**TASK OBJECTIVE:** Pick out every line in the entries below that contains the word "stone", and copy each one. Case counts.

**INPUT DATA:**
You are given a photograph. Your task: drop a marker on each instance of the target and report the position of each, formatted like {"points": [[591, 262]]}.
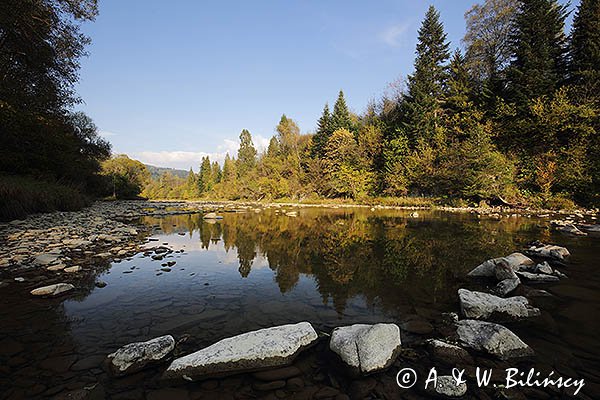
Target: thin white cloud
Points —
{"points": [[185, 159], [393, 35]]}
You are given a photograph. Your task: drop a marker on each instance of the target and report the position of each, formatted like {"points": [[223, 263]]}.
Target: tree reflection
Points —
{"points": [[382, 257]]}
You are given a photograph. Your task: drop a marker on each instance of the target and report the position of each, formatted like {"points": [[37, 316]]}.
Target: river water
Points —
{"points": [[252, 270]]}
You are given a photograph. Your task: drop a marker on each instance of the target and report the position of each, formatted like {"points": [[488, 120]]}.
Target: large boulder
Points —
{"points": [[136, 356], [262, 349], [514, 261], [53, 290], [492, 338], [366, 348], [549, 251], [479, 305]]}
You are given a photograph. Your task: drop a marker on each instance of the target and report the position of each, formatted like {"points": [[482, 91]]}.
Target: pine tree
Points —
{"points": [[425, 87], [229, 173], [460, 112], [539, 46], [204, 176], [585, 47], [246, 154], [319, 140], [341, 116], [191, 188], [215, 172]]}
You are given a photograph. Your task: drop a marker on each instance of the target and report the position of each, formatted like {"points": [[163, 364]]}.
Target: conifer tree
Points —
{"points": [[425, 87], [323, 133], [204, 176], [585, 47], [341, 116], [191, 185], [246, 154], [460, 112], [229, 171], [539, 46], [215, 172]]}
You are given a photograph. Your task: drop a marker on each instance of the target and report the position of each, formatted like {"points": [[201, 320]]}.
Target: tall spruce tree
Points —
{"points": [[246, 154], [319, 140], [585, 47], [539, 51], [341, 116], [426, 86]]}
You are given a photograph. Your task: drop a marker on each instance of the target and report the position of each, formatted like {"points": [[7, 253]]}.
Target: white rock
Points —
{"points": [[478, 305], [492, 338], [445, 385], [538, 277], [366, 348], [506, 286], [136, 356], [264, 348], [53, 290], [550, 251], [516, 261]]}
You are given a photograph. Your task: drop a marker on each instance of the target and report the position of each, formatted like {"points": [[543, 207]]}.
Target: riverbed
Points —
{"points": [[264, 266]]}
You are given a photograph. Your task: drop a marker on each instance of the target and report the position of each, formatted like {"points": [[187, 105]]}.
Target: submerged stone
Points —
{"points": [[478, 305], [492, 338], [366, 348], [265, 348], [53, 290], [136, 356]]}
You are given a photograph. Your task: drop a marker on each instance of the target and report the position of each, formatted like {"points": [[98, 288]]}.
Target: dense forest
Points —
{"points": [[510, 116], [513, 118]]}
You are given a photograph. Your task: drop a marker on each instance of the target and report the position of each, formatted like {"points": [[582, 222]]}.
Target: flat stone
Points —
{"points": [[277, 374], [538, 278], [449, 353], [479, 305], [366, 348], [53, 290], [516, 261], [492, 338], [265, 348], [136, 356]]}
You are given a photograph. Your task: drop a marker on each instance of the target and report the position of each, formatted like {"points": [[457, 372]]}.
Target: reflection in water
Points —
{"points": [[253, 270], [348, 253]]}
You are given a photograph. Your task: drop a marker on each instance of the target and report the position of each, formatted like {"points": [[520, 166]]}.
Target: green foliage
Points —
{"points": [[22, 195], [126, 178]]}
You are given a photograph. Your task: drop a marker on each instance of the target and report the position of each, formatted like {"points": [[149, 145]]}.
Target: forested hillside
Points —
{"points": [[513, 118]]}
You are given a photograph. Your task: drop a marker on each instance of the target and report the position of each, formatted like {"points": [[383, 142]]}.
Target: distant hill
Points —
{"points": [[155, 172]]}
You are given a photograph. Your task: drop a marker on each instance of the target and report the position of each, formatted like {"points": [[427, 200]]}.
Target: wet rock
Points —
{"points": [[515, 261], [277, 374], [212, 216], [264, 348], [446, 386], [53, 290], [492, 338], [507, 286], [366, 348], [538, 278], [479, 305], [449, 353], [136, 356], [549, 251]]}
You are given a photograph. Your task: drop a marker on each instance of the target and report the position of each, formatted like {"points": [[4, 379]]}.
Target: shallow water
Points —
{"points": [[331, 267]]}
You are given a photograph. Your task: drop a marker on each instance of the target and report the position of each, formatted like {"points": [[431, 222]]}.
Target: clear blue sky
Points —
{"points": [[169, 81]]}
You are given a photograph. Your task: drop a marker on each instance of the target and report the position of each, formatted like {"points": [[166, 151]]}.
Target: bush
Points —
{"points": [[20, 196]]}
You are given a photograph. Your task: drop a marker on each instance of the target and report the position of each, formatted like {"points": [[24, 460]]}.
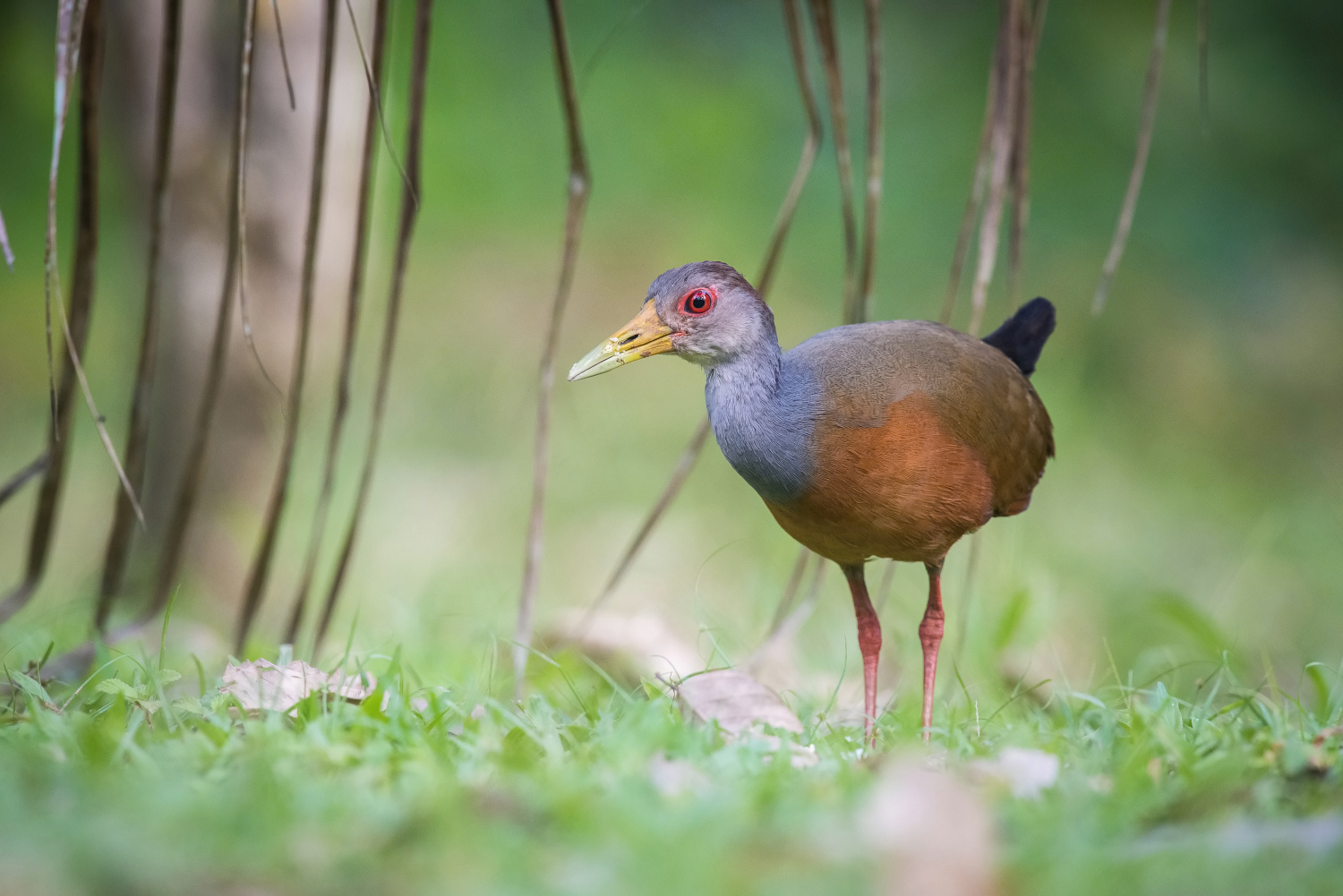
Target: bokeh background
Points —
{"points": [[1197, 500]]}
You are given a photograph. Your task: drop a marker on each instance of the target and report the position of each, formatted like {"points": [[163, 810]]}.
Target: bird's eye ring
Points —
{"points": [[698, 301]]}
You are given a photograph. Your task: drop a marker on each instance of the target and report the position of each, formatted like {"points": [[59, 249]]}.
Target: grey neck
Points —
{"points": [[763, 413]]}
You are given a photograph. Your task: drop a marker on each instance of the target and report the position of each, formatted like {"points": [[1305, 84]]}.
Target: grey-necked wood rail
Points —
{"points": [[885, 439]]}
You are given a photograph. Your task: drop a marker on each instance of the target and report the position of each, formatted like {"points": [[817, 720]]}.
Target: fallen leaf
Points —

**TASK RESULT:**
Target: submerged stone
Target: flat stone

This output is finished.